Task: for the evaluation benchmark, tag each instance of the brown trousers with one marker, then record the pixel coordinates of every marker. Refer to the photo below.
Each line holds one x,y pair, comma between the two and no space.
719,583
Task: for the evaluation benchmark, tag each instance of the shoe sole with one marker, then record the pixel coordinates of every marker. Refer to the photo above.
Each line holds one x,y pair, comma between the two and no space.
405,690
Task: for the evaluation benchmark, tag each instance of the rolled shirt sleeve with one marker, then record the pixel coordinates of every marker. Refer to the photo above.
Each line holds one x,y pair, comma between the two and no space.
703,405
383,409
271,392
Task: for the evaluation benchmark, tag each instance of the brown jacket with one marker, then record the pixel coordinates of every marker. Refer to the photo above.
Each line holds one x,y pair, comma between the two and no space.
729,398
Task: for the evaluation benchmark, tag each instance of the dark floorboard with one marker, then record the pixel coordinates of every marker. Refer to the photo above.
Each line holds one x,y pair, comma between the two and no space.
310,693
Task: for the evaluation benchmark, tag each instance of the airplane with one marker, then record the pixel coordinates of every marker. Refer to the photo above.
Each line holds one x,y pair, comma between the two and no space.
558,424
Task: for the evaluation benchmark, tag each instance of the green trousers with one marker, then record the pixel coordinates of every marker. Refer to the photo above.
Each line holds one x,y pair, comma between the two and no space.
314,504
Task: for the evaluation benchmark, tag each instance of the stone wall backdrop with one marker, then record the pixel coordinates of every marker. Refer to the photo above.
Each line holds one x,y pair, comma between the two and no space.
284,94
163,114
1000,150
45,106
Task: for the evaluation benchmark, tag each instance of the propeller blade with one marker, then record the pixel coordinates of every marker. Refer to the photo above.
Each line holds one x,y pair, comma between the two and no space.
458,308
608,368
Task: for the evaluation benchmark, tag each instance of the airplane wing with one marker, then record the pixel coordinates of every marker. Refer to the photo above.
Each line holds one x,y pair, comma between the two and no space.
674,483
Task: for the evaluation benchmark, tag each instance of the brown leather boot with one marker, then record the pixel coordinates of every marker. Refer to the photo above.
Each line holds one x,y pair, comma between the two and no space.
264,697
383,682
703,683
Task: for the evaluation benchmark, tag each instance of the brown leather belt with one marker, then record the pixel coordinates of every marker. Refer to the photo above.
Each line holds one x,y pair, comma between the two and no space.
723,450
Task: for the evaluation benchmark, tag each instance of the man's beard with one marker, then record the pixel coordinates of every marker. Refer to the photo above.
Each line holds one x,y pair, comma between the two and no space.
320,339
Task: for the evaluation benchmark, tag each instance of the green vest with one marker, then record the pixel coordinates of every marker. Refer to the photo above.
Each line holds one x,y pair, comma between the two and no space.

_ _ _

What to produce - Print all of the entries exactly as they appear.

The reply -
Task: for the evaluation benchmark, tag each instance of the brown trousers with one marker, then record the pixel coordinates of every marker. Refer to the photo below.
Each line holds one x,y pair, comma between the two and no space.
719,583
Task: for the evaluation benchmark, tag each instance of the shoe sole with one marker, then record the pixel coordinates of every marker. Refer to the photo above.
Each line holds one x,y pair, comma between the two and no space.
405,690
Task: for the evaluation benchmark, tag each instance of the rolled shirt sleeve with one marker, then record the pixel coordinates of every marker. Refer to the photo above.
Each line holds one x,y pair, comma between the two and no space.
703,405
383,409
271,392
Task: for the evaluation benchmark, tag each instance of the brown jacket with one marker, then record the pixel coordinates of every marker. Refer to the photo above.
Each line holds one x,y pair, comma between the two and no space.
729,398
Task: for the evaluation benchmark, tag each instance of the dark floorboard with one marker, then record the pixel coordinates of every marker. Refer to the photo above.
Each line holds one x,y pair, comma between the two and no space.
310,693
Task: for the evaluation benchmark, tag each instance of the airplane with one marker, then record the pixel coordinates of every marker. Refer to the photo above.
Each line holds one x,y pair, comma between the two and no space.
558,424
Task: for the evaluation benchmark, tag each instance of the green trousers with one marker, then record the pixel coordinates of every marker. Refer to the photo above.
Each line holds one x,y pair, comma between the two and no space.
314,504
Task: for the evaluation benchmark, tag each instance of the stone wall backdrop with one marker, then record the pixel coordinates of every marker. Refer to the photo above.
Each line holds one x,y pair, comma between the two and no space.
284,94
163,114
1000,150
45,106
Task: for the evaluation benchmark, tag each instance of the propeller blade with one marker, then record the pixel coordinates of every marker. Refer to the photo above.
Each line holds one x,y pair, comma between the two and no space.
458,308
608,368
Task: for the evaluation benchmark, tag each instance of the airplane wing with one marker, then record the pixel coordinates of every marker. Refer to the photo above.
Each line holds one x,y pair, comma between the two and no space.
674,483
Task: for the evaluation benchmark, tag each instance of the brown leather boot with one marker, then record the pixel coordinates of every marker. Refer to the photo above.
Each line holds one x,y pair, comma between the two and no space.
264,697
383,682
703,683
Task: for the evaluation benchmark, tag each instance of the brown leather belt with one marker, then record the pixel coordinates of every marker. Refer to the photo above.
Each line holds one x,y pair, comma between the two and no space.
723,450
Task: for the evaluation benchmark, tag each instance of the man's beard with one marker, then record the pixel coordinates of every marker. Refer to the photo above.
Each line holds one x,y pair, comma between the two and no space.
320,339
Task: for the evaluation benchmark, tag each instance of the green vest with one marker, then record the pixel coordinates of every marker. Refer to the photo above.
Each line holds one x,y pair, comma between the two and no space.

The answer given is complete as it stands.